== PASSAGE GIVEN ==
------------------------------
CREATE CONFIGURATION

Command Examples
Example 1 The following example creates a new broker configuration named Sales with a database that will have the physical standby characteristics if the primary database transitions to the standby role in a future switchover operation.
DGMGRL> CREATE CONFIGURATION 'Sales' AS PRIMARY SITE IS 'Boston' RESOURCE IS 'Sales_db' HOSTNAME IS 'boston' INSTANCE NAME IS 'bstn' SERVICE NAME IS 'bstn' SITE IS MAINTAINED AS PHYSICAL; Configuration "Sales" added with primary site "Boston" Database resource "Sales_db" added.

Data Guard Command-Line Interface Reference 7-23

CREATE SITE

CREATE SITE
Creates a new standby site object and database resource object and adds it to an existing broker configuration.
------------------------------
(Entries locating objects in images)
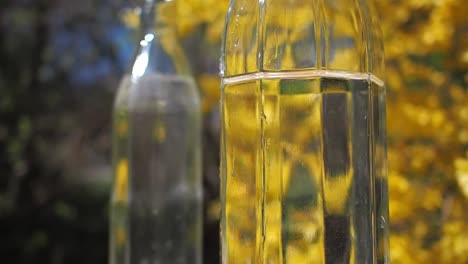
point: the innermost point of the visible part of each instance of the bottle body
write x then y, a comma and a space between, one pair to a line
300, 175
156, 205
303, 153
161, 215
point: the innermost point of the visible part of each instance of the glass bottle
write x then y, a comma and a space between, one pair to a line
303, 153
156, 204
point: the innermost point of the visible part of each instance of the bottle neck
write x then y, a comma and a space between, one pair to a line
158, 16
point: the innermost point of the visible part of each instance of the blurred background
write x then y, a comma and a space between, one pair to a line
60, 65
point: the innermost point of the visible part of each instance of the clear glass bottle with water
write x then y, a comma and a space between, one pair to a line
303, 154
156, 210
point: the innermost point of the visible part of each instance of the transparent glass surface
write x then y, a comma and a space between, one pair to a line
303, 153
156, 210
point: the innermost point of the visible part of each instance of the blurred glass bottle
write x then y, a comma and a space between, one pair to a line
303, 153
156, 210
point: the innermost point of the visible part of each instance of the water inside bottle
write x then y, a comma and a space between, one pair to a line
304, 171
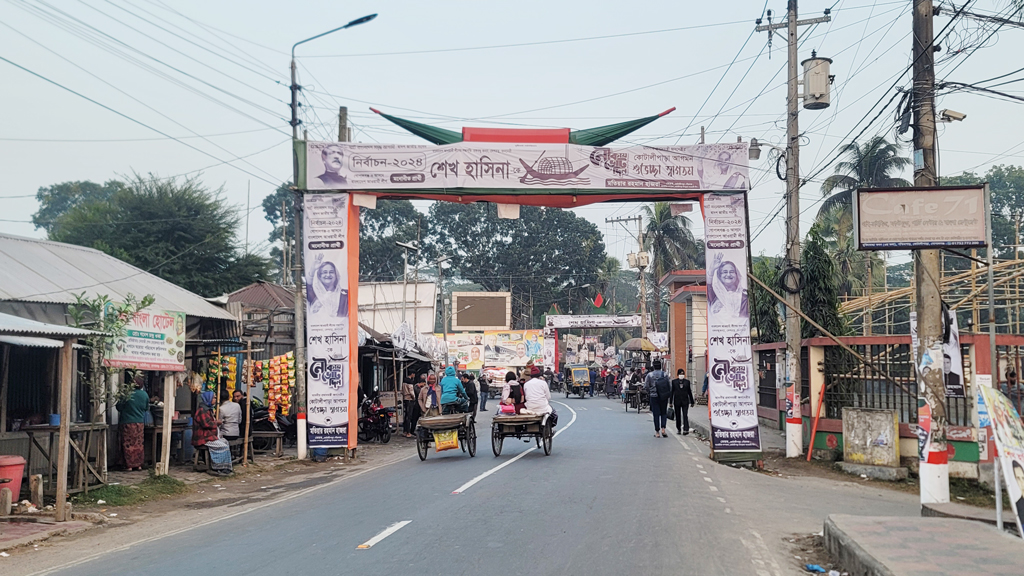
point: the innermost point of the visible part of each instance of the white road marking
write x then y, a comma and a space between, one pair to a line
295, 494
470, 484
384, 534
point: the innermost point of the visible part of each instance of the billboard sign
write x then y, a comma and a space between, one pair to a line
908, 218
539, 166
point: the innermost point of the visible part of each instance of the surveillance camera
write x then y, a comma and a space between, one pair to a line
951, 115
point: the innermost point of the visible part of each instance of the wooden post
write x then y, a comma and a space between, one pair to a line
165, 446
67, 356
4, 373
247, 378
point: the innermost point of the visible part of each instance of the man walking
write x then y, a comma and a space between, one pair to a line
658, 388
682, 400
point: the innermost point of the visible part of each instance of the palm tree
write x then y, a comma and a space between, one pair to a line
871, 165
671, 245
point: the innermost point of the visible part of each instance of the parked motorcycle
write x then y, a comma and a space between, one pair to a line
375, 419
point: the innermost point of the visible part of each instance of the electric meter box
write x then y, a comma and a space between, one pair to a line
817, 83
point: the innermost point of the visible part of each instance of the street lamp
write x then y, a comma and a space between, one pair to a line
299, 296
570, 294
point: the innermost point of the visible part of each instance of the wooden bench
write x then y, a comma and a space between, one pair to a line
276, 435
------------------------------
Pick up the Data Guard command reference after its last sentence and continue it for a few more lines. None of the material is needed for this.

== ANSWER TO THE EXERCISE ==
Format
CREATE SITE site-name RESOURCE IS resource-name HOSTNAME IS host-name INSTANCE NAME IS instance-name SERVICE NAME IS net-service-name SITE IS MAINTAINED AS standby-type;

Command Parameters
site-name

A user-friendly name for the site object you are creating. Valid names contain any alphanumeric characters. If spaces are included in the name, the name must be enclosed in double or single quotation marks. The name must consist of 30 or fewer bytes.
resource-name

A user-friendly name for the database resource object to be created for the standby site.
host-name

The host name of the standby site.
instance-name

The instance name of the primary database.
net-service-name

Consists of the Oracle Net service name of the standby site that you want to add. The exact syntax depends upon the Oracle Net communications protocol your Oracle installation uses. For more information, see the Oracle Net documentation.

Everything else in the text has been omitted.